◆ Task: In the article below on strengths and their hidden challenges, what happens to our strengths when they are overdone or overused?

◆ Passage to read:
------------------------------

Your Strengths and Their Hidden Challenges

enneagram series professional development self-awareness strengths type one type three Jun 09, 2022

Discovering Your Strengths and Their Hidden Challenge

Every person has unique strengths they bring to the world and their work. Our strengths, gifts, and talents come automatically to us so we often don’t even realize how special and unique they are.

Interestingly, we can rely too much on our strengths and overuse them to cope, strategize, or get by. When overdone or overused, our strengths become the source of our greatest challenges.

We want our strengths leading the way, not getting in the way.

When we learn how to recognize our strengths, we can lean into and leverage them in our work life to reach our goals, add value to our team, and increase the efficiency and effectiveness of our work.

Recognizing when we’re relying too much on our strengths and getting stuck allows us the opportunity to overcome or work through our challenges, be a better team player, and show up as our best selves.

Recognize Your Strengths

The strengths we each bring to our work come from the strategy we developed when we were young to make sense of the adult world.

For some, they unconsciously developed a strategy to achieve and accomplish goals to get attention and acceptance. These folks carried this strategy into adulthood and became great at goal setting, taking action, and achieving their goals.

For others, the strategy was to be perfect, to do things the right way, and in doing so, get the feeling of worthiness they desired. These folks used this strategy of perfecting to be extremely competent, detail-oriented, reliable, and hard-working.

Each of our strategies are so ingrained in us that we don’t often see how well, or often, we rely on them and the strengths that come with them like being a goal-setting action taker or a detail-oriented, reliable person.

It’s an innate, automatic part of who we are.

And these strengths serve us well and when utilized properly, help us to achieve our goals, feel productive, and move the needle for our team or business.

So, how do you know what unique strengths you’re already using so you can leverage them for greater levels of both personal and professional fulfillment and success? 

It starts with knowing your Enneagram type.

The Enneagram is a personality map uniquely designed to help you understand how you see the world. It’s the strategy you developed years ago.

------------------------------

◆ Dataset section:
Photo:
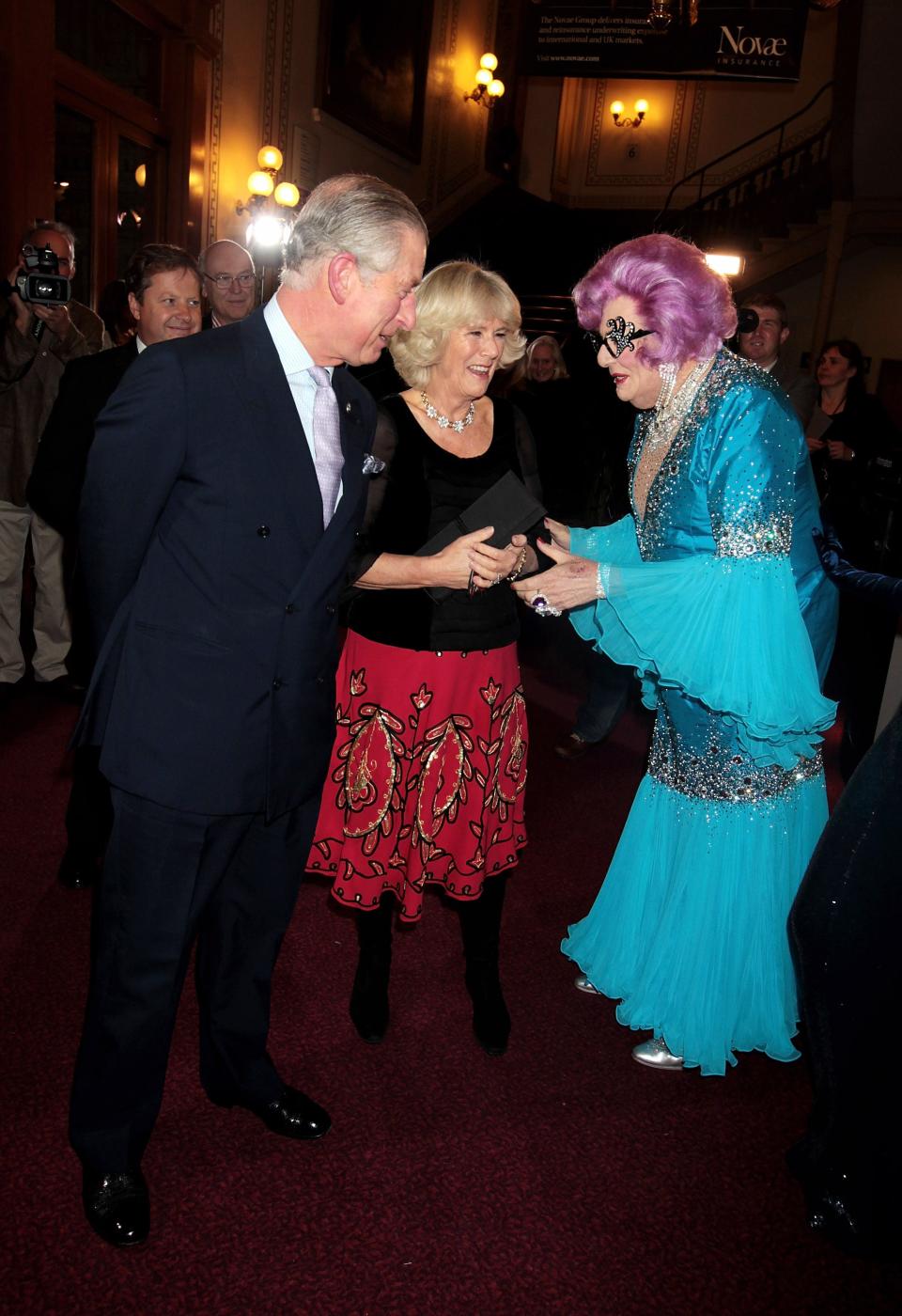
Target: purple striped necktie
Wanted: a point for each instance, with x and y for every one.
(326, 440)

------------------------------

◆ Exercise answer: They become the source of our greatest challenges.